──────── Selected excerpt ────────

Abdelwahab Meddeb (; 1946 – 5 November 2014) was a French-language writer and cultural critic, and a professor of comparative literature at the University of Paris X-Nanterre.

Biography and career
Meddeb was born in Tunis, French Tunisia, in 1946, into a learned and patrician milieu. His family's origins stretch from Tripoli and Yemen on his mother's side, to Spain and Morocco on his father's side. Raised in a traditionally observant Maghrebi Muslim family, Meddeb began learning the Qur'an at the age of four from his father, Sheik Mustapha Meddeb, a scholar of Islamic law at the Zitouna, the great mosque and university of Tunis. At the age of six he began his bilingual education at the Franco-Arabic school that was part of the famous Collège Sadiki. Thus began an intellectual trajectory nourished, in adolescence, by the classics of both Arabic and French and European literatures.

In 1967, Meddeb moved to Paris to continue his university studies at the Sorbonne in art history. In 1970-72, he collaborated on the dictionary Petit Robert: Des Noms Propres, working on entries concerning Islam and art history. From 1974-1987 he was a literary consultant at Sindbad publications, helping to introduce a French reading public to the classics of Arabic and Persian literatures as well as the great Sufi writers. A visiting Professor at Yale University and the University of Geneva, Meddeb has been teaching comparative literature since 1995 at the University of Paris X-Nanterre. Between 1992 and 1994 he was co-editor of the journal Intersignes, and in 1995 he started the journal Dédale. His first novel, Talismano, was published in Paris in 1979 and quickly became a founding text of avant-garde postcolonial fiction in French. At the time, he was "considered in France as one of the best young writers from North Africa".

After 9/11 Meddeb's work, informed by his self-described "double genealogy", both Western and Islamic, French and Arabic, included an urgent political dimension. An outspoken critic of Islamic fundamentalism, he lamented the rise of Islamic fascism, which he noted was both exploitative of traditional Islamic values and given to the glorification of totalitarian dictators that sought "to colonize every last corner of private life...and that dream of exterminating whole sectors of the population" (as opposed to authoritarian dictators whose main goal is to preserve their own power.) Meddeb, then, was a staunch proponent of secularism ("la laïcité") in the French Enlightenment tradition, as the necessary guarantor of democracy that would reconcile Islam with modernity. His vigilant point of view derived from what he called the "in-between" space ("l’entre deux") that he occupied as a North African writer based in France, and from the responsibility of being a public intellectual. His erudite historical and cultural analyses of world events led to many publications, interviews and radio commentaries. His carefully researched and well-argued 2002 study, La Maladie de l’Islam (translated and published in English as The Malady of Islam) traces the historical and cultural riches of medieval Islamic civilization and its subsequent decline.  The resulting posture, "inconsolable in its destitution", writes Meddeb, gave root to modern Islamic fundamentalism, a fact embodied by the modern Arab states' attachment to the archaic, Manichaean laws of "official Islam."  The book also explores the tragic consequences of the West's exclusion of Islam.

──────── Extracted data ────────

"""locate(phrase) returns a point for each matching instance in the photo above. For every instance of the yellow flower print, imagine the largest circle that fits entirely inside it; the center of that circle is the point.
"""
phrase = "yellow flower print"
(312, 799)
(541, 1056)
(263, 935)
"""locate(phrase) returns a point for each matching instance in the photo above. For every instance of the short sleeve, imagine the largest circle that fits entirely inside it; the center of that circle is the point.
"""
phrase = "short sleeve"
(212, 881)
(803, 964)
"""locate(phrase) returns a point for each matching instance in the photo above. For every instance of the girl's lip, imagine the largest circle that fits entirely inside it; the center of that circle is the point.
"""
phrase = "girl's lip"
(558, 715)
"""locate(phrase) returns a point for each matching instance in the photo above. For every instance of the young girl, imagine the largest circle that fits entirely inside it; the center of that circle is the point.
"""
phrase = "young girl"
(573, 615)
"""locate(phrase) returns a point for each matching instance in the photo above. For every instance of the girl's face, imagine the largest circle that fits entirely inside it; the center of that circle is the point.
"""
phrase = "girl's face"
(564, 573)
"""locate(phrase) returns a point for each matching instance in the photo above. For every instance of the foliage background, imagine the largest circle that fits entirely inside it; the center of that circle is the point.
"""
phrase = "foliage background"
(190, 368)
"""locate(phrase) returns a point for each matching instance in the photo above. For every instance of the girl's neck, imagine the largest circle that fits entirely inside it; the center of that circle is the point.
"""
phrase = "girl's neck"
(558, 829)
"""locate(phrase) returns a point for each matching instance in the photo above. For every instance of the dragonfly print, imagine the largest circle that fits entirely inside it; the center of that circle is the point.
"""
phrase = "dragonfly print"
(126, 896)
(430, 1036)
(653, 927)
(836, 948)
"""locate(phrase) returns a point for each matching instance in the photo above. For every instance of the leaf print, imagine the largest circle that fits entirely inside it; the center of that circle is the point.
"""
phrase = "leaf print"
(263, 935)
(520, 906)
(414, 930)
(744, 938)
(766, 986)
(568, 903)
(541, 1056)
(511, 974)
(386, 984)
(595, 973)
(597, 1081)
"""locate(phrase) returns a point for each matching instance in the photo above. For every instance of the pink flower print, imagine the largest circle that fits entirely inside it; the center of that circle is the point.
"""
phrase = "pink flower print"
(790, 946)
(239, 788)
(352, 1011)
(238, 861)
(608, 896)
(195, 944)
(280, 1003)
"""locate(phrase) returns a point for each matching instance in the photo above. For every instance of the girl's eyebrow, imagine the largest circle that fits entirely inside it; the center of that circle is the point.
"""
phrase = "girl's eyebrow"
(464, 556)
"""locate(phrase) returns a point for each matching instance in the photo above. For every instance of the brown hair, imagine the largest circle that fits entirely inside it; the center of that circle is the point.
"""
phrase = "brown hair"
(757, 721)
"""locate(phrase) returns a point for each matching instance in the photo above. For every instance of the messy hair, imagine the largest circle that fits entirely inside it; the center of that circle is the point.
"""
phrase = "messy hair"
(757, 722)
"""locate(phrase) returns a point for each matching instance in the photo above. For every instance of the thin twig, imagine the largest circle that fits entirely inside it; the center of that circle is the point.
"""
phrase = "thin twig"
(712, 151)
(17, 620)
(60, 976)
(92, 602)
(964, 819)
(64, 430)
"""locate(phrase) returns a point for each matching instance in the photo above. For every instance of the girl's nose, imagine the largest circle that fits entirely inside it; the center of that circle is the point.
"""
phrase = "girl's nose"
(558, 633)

────────

→ **Task to complete**:
Rewrite the Meddeb biography above, starting at "Abdelwahab Meddeb (;" and ending at "and European literatures.", and swap "Qur'an" for "Koran".

→ **Your response**:
Abdelwahab Meddeb (; 1946 – 5 November 2014) was a French-language writer and cultural critic, and a professor of comparative literature at the University of Paris X-Nanterre.

Biography and career
Meddeb was born in Tunis, French Tunisia, in 1946, into a learned and patrician milieu. His family's origins stretch from Tripoli and Yemen on his mother's side, to Spain and Morocco on his father's side. Raised in a traditionally observant Maghrebi Muslim family, Meddeb began learning the Koran at the age of four from his father, Sheik Mustapha Meddeb, a scholar of Islamic law at the Zitouna, the great mosque and university of Tunis. At the age of six he began his bilingual education at the Franco-Arabic school that was part of the famous Collège Sadiki. Thus began an intellectual trajectory nourished, in adolescence, by the classics of both Arabic and French and European literatures.